Study text.
PFI began under John Major and flourished in the Blair and Brown era, but its effects will extend far into the future. The National Audit Office (NAO) has found that over the next 25 years, the taxpayer will spend more than £200bn effectively servicing the debts incurred by PFI and its successor, PF2.

Frank Field recalls that during the New Labour years in the Wirral, “schools were being built by PFI with 18.3 per cent rate of interest, plus management charges.” At a time when government could have borrowed at less than a third of that rate, huge amounts were being handed to the private sector, often spread over decades.

So why would any fiscally prudent government countenance PFI? Blakeley says it’s chiefly about making the debt another government’s problem. “The level of borrowing the government is undertaking is kept off the books for a long period of time,” she explains. “Rather than saying £5bn now, the government is able to say it’s paying £100m a year for however many years.” The taxpayer pays for these figures to be massaged through “much higher interest than if the government had borrowed the money upfront,” Blakeley explains, but for the government, PFI remains attractive because the debt “doesn’t appear in the deficit figures, initially”.

Work to be completed. Extract the entire PFI passage word for word. The entries come from a separate source, unrelated to the PFI passage.

Raw data.
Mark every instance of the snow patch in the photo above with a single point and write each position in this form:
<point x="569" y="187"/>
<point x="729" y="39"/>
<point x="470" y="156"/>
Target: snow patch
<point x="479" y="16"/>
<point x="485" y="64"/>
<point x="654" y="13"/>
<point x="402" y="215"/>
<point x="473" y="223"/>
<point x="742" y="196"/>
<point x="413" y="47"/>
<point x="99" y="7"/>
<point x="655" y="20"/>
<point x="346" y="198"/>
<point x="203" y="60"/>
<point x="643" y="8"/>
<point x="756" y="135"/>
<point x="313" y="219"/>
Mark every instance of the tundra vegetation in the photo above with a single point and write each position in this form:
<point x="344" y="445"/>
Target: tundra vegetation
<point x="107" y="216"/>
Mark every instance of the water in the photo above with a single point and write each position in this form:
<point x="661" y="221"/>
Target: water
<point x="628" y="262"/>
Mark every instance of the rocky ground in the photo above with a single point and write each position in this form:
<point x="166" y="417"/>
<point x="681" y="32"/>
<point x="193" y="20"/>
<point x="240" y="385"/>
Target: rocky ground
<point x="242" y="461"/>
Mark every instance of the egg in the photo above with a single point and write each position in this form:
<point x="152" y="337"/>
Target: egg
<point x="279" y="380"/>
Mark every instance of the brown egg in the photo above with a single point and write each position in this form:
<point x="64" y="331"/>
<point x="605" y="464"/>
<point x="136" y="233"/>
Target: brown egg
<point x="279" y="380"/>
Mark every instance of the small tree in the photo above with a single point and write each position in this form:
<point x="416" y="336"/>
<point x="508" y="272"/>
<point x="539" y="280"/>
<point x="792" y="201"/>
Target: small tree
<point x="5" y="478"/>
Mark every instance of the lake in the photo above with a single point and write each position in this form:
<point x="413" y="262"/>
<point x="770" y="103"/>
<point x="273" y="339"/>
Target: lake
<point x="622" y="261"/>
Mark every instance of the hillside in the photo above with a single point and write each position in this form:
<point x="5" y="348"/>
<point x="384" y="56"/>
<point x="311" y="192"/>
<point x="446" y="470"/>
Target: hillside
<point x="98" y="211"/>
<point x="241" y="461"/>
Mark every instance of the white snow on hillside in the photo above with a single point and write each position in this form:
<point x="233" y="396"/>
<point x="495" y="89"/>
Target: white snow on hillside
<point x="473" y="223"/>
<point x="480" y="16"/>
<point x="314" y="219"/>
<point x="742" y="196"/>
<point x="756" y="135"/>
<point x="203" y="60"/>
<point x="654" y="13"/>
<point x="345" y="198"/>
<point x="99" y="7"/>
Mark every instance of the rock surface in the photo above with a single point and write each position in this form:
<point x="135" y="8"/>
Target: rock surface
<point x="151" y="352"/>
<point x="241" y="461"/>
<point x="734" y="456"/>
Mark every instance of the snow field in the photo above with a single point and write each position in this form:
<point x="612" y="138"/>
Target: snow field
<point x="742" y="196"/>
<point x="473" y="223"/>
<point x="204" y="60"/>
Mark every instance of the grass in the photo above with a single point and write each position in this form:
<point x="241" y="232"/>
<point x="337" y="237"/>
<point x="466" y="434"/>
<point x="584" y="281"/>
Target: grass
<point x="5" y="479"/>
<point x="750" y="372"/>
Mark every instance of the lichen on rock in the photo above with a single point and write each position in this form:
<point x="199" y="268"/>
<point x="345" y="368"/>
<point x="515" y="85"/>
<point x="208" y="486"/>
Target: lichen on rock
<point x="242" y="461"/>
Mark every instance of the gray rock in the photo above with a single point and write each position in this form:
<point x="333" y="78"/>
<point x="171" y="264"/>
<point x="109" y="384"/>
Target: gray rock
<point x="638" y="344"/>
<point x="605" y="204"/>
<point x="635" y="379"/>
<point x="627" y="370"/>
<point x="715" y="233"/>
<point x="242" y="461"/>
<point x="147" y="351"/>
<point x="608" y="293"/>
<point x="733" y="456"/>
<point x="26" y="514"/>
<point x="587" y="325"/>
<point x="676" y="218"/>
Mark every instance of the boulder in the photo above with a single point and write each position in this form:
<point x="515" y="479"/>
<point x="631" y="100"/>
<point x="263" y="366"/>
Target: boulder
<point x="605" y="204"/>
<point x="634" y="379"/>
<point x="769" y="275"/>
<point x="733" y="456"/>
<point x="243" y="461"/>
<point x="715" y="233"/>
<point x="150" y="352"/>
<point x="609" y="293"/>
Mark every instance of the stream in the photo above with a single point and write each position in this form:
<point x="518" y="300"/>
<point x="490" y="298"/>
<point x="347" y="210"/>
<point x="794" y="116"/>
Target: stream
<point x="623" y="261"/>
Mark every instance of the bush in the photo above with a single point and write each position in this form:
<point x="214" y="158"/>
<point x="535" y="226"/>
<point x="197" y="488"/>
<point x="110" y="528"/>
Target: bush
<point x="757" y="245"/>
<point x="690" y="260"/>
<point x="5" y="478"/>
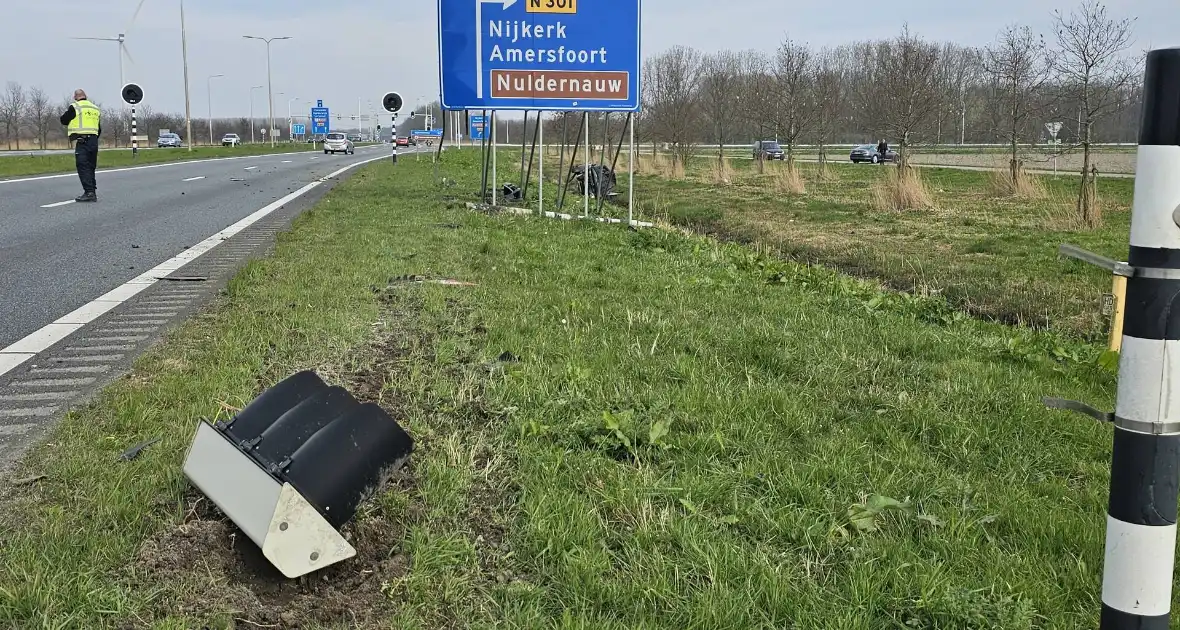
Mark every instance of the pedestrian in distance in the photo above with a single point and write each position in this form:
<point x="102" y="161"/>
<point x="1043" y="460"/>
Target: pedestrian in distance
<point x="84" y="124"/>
...
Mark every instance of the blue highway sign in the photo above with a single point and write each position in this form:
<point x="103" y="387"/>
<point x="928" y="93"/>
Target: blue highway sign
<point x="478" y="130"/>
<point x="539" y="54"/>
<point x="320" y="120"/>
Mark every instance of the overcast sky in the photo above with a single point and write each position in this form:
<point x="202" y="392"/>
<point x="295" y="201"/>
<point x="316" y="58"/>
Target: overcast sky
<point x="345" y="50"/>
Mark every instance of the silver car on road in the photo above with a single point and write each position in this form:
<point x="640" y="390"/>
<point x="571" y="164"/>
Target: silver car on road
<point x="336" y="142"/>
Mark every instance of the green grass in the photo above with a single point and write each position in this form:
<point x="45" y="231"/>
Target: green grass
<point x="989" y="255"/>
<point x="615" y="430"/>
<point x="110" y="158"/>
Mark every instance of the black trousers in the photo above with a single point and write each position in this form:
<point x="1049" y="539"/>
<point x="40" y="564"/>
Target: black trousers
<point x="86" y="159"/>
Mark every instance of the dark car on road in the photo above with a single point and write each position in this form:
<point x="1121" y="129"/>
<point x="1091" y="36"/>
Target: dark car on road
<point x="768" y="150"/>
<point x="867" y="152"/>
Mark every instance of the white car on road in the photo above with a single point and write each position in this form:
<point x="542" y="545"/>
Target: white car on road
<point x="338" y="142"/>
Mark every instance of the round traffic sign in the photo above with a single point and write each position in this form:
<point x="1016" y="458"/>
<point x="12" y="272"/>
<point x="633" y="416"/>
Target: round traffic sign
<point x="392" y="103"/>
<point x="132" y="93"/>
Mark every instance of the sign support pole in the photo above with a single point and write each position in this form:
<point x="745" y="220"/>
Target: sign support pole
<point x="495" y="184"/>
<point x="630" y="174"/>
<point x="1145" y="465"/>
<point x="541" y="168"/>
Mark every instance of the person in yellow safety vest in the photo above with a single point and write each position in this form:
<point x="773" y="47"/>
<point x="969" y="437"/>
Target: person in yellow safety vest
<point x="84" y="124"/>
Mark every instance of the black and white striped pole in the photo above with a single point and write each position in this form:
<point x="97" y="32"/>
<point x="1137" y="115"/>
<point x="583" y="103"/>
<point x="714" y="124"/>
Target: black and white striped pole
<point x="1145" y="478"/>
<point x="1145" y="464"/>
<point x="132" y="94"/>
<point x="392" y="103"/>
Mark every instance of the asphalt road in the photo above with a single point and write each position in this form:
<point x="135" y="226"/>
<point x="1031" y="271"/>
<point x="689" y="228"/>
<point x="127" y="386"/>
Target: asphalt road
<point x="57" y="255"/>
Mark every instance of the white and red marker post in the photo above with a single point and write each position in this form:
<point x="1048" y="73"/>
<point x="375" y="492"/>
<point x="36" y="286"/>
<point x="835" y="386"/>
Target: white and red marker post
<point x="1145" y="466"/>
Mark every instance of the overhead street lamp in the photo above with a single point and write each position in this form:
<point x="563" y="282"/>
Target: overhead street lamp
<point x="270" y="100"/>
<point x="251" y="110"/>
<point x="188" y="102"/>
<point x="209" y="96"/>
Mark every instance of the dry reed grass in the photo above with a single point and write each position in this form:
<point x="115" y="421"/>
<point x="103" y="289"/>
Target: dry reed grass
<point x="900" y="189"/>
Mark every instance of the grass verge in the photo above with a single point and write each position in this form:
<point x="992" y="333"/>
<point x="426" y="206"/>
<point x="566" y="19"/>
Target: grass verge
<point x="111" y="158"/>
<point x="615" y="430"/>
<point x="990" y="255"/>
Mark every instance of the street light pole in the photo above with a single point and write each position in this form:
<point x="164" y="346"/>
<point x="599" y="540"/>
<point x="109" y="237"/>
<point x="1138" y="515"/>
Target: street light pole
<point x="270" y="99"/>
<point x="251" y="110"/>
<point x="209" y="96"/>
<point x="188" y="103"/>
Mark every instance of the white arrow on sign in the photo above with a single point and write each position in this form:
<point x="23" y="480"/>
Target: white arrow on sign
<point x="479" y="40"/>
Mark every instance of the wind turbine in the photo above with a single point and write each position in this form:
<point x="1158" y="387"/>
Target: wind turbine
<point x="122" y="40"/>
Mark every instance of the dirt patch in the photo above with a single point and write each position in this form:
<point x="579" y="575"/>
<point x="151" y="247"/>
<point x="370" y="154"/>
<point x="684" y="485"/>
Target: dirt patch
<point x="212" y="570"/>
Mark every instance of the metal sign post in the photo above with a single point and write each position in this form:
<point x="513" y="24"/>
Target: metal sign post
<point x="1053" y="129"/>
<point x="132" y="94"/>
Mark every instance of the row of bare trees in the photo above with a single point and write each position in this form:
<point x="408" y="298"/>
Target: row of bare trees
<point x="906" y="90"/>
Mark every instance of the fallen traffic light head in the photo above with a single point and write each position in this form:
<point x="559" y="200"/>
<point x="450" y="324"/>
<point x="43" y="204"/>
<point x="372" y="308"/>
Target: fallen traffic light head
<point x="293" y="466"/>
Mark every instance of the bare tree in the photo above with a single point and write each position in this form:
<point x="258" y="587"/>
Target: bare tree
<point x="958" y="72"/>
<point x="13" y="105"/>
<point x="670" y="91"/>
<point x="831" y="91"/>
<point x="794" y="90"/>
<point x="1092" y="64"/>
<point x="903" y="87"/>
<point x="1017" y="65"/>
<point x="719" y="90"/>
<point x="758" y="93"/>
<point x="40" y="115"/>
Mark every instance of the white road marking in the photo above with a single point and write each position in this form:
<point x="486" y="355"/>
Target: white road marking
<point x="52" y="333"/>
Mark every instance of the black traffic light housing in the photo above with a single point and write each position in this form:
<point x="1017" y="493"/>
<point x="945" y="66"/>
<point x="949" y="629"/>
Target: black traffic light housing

Response to the task.
PFI began under John Major and flourished in the Blair and Brown era, but its effects will extend far into the future. The National Audit Office (NAO) has found that over the next 25 years, the taxpayer will spend more than £200bn effectively servicing the debts incurred by PFI and its successor, PF2.

Frank Field recalls that during the New Labour years in the Wirral, “schools were being built by PFI with 18.3 per cent rate of interest, plus management charges.” At a time when government could have borrowed at less than a third of that rate, huge amounts were being handed to the private sector, often spread over decades.

So why would any fiscally prudent government countenance PFI? Blakeley says it’s chiefly about making the debt another government’s problem. “The level of borrowing the government is undertaking is kept off the books for a long period of time,” she explains. “Rather than saying £5bn now, the government is able to say it’s paying £100m a year for however many years.” The taxpayer pays for these figures to be massaged through “much higher interest than if the government had borrowed the money upfront,” Blakeley explains, but for the government, PFI remains attractive because the debt “doesn’t appear in the deficit figures, initially”.